- [How to complete this task]:
A line below contains "Study the image above and return bounding boxes for every crowd", and a later one contains "player's curly hair.". Repeat both, with every line between them, exactly.

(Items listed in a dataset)
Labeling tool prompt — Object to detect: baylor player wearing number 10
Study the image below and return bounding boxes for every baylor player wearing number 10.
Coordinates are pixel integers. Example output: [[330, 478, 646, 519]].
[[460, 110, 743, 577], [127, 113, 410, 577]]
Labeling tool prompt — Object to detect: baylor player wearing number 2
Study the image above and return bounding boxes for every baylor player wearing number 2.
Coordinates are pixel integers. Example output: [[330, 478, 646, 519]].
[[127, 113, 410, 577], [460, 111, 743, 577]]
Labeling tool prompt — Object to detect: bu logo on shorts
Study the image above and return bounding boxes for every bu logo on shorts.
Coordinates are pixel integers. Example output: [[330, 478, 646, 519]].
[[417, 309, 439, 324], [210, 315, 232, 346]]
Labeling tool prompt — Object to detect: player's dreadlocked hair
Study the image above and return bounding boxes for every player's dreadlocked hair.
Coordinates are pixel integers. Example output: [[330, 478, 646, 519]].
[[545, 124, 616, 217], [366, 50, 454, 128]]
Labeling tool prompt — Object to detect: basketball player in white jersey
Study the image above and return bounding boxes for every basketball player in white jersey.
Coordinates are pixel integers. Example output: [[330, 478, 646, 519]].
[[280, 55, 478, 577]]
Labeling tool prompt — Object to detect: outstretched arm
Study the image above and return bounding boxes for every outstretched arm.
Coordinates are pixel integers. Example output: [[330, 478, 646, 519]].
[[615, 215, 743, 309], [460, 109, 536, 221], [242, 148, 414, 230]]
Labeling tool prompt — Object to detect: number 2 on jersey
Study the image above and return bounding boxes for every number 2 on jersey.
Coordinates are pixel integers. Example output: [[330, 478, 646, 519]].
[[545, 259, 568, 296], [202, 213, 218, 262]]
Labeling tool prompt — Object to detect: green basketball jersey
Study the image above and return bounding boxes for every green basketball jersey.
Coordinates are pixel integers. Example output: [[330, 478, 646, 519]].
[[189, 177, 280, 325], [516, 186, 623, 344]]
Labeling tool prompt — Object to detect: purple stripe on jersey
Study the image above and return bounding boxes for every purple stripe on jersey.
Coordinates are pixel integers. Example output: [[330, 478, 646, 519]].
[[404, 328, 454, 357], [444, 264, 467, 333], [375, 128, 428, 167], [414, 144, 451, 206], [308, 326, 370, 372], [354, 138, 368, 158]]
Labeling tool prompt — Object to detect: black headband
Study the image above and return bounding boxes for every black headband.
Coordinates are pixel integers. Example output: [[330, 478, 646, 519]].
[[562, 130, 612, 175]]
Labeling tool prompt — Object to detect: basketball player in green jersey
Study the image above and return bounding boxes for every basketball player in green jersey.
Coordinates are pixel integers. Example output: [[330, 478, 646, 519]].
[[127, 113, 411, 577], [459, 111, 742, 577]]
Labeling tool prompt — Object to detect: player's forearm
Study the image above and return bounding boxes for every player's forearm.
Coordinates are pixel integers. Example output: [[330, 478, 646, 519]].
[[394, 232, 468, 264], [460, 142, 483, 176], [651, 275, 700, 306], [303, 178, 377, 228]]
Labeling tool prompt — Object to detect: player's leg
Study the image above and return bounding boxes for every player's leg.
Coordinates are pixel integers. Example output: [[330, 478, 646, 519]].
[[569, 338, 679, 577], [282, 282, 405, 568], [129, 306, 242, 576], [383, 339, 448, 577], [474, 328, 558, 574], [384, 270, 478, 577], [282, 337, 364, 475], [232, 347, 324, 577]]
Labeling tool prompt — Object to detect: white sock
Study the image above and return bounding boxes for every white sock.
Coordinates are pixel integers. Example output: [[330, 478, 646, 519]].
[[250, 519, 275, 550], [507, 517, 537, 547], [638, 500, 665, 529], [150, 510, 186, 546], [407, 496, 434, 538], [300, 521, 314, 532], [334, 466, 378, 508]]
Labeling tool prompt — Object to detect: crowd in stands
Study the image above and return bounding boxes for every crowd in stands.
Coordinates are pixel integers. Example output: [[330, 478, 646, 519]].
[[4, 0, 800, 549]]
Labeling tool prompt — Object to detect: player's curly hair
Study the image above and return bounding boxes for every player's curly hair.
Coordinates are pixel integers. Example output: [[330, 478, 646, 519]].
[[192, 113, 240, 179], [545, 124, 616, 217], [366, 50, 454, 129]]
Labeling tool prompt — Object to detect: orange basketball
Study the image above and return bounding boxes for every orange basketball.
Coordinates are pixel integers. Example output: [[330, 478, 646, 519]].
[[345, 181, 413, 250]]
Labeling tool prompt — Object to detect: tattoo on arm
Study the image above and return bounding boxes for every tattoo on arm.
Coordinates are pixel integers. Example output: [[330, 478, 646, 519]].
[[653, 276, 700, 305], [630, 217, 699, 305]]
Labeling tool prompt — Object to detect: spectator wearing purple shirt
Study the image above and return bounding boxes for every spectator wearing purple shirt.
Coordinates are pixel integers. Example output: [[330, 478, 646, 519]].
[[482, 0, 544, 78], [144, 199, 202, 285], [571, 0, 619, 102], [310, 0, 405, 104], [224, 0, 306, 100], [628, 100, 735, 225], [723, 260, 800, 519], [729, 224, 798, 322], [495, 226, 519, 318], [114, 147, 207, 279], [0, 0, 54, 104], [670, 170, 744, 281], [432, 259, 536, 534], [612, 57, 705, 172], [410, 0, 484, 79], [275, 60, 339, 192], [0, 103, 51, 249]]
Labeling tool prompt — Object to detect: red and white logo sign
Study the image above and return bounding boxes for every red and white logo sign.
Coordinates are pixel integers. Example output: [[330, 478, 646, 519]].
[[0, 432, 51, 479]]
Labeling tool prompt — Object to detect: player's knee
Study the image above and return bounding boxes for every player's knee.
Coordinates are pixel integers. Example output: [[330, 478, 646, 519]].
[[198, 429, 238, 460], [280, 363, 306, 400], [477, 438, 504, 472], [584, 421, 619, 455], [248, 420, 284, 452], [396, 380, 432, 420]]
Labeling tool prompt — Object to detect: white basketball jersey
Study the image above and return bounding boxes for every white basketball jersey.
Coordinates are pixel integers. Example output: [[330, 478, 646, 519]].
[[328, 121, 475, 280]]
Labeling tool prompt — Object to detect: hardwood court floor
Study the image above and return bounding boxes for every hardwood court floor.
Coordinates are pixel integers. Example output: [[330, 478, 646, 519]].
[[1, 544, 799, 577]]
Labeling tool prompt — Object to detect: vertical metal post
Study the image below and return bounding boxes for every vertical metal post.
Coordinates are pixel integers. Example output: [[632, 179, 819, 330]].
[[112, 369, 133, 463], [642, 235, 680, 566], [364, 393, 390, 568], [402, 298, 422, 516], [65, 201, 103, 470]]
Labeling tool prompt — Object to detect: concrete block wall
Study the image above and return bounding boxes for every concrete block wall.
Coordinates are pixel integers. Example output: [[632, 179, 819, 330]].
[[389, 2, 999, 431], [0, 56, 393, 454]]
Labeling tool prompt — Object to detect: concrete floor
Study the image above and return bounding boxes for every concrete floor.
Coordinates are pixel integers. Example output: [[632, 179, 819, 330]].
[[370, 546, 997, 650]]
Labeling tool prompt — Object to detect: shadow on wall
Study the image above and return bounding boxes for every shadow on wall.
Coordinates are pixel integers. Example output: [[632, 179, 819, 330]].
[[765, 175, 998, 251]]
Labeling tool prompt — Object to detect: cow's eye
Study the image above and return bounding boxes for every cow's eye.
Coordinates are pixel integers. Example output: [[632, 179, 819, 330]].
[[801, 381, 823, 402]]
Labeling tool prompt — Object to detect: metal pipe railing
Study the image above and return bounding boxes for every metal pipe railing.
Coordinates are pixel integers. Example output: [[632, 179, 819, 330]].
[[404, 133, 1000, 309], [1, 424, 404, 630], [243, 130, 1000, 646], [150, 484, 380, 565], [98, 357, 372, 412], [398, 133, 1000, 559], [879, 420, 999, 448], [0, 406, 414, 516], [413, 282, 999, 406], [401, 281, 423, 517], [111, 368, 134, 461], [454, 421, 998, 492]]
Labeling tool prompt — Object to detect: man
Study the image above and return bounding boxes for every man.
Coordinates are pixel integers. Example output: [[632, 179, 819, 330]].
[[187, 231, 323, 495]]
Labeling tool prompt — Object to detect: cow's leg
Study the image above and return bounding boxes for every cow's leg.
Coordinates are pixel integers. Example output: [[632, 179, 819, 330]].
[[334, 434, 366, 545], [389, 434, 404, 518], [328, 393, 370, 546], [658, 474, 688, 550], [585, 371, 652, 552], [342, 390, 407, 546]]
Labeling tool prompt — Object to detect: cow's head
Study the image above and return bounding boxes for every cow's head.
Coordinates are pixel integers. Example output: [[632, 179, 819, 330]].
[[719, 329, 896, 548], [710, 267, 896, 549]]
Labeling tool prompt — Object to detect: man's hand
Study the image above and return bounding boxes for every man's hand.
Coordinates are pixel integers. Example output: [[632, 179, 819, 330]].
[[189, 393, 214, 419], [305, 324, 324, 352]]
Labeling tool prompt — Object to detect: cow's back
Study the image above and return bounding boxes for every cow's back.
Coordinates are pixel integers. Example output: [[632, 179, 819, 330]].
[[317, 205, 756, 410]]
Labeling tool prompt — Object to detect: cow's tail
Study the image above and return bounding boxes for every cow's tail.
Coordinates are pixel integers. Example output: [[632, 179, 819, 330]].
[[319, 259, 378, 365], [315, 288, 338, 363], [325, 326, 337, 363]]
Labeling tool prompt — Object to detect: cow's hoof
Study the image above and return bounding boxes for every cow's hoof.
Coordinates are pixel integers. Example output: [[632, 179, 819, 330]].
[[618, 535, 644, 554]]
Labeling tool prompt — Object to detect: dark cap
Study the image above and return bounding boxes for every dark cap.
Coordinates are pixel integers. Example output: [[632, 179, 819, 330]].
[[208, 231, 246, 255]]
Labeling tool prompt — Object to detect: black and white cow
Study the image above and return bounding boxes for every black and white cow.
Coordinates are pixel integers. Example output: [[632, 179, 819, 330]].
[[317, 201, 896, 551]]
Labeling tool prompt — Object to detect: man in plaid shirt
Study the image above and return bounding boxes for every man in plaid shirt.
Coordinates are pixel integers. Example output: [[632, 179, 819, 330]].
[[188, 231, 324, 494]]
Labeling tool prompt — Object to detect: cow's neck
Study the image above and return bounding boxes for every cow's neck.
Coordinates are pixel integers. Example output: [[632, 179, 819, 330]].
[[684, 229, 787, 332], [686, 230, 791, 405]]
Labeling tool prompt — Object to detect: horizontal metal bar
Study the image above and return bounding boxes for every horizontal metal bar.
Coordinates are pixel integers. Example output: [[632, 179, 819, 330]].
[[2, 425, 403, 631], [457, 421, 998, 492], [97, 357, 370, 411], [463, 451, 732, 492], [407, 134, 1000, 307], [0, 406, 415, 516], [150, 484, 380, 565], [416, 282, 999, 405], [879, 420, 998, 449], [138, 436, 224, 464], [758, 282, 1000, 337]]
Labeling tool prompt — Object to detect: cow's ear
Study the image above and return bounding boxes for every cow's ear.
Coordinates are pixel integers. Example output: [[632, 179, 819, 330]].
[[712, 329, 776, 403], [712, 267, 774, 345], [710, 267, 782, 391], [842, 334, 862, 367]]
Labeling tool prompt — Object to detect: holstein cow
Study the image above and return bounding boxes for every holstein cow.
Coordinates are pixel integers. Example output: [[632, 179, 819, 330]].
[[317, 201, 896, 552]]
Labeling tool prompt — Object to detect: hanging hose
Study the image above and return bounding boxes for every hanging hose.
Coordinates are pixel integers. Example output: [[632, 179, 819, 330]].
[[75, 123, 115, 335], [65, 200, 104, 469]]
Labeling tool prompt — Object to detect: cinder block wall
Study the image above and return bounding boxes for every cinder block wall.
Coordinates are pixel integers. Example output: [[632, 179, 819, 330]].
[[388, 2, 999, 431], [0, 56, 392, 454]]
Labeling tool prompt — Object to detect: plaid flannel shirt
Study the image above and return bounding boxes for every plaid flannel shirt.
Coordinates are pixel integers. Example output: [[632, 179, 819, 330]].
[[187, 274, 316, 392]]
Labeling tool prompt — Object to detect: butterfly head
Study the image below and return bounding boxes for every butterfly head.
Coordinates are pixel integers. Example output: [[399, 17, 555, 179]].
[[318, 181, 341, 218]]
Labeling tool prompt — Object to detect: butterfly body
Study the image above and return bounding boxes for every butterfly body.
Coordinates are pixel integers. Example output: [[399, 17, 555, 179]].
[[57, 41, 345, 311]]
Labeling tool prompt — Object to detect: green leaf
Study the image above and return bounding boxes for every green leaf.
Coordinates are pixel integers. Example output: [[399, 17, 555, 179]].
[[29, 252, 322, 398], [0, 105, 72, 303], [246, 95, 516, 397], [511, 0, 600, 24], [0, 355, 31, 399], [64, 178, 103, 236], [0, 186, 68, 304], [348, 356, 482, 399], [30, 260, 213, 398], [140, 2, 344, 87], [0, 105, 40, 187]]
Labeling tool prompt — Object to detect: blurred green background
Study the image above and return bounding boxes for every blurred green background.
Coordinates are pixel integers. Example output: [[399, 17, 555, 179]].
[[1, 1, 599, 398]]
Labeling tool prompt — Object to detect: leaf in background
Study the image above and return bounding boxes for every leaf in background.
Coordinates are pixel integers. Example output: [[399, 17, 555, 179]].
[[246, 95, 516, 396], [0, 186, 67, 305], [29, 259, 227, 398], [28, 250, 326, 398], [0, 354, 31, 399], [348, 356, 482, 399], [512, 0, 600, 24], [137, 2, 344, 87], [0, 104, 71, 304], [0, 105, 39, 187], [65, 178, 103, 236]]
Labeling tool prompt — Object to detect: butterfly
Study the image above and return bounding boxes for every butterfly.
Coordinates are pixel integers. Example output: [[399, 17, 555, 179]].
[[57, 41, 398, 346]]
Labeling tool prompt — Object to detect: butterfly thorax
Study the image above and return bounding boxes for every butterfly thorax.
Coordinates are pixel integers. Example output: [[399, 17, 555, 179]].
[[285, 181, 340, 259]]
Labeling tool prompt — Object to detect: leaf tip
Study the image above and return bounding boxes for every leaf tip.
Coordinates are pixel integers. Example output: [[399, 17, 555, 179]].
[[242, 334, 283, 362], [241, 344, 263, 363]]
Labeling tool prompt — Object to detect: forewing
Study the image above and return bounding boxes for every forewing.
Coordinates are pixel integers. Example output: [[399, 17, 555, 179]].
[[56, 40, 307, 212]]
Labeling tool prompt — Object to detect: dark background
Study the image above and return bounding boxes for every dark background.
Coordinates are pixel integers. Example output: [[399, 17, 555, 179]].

- [Exercise result]:
Study the image above and return bounding boxes for every crowd in stands.
Coordinates are pixel integers. Example output: [[330, 478, 646, 519]].
[[4, 0, 800, 549]]
Labeling tool prompt — Object to detect: player's curly hair
Study the image above and return bounding boxes for every player's curly hair.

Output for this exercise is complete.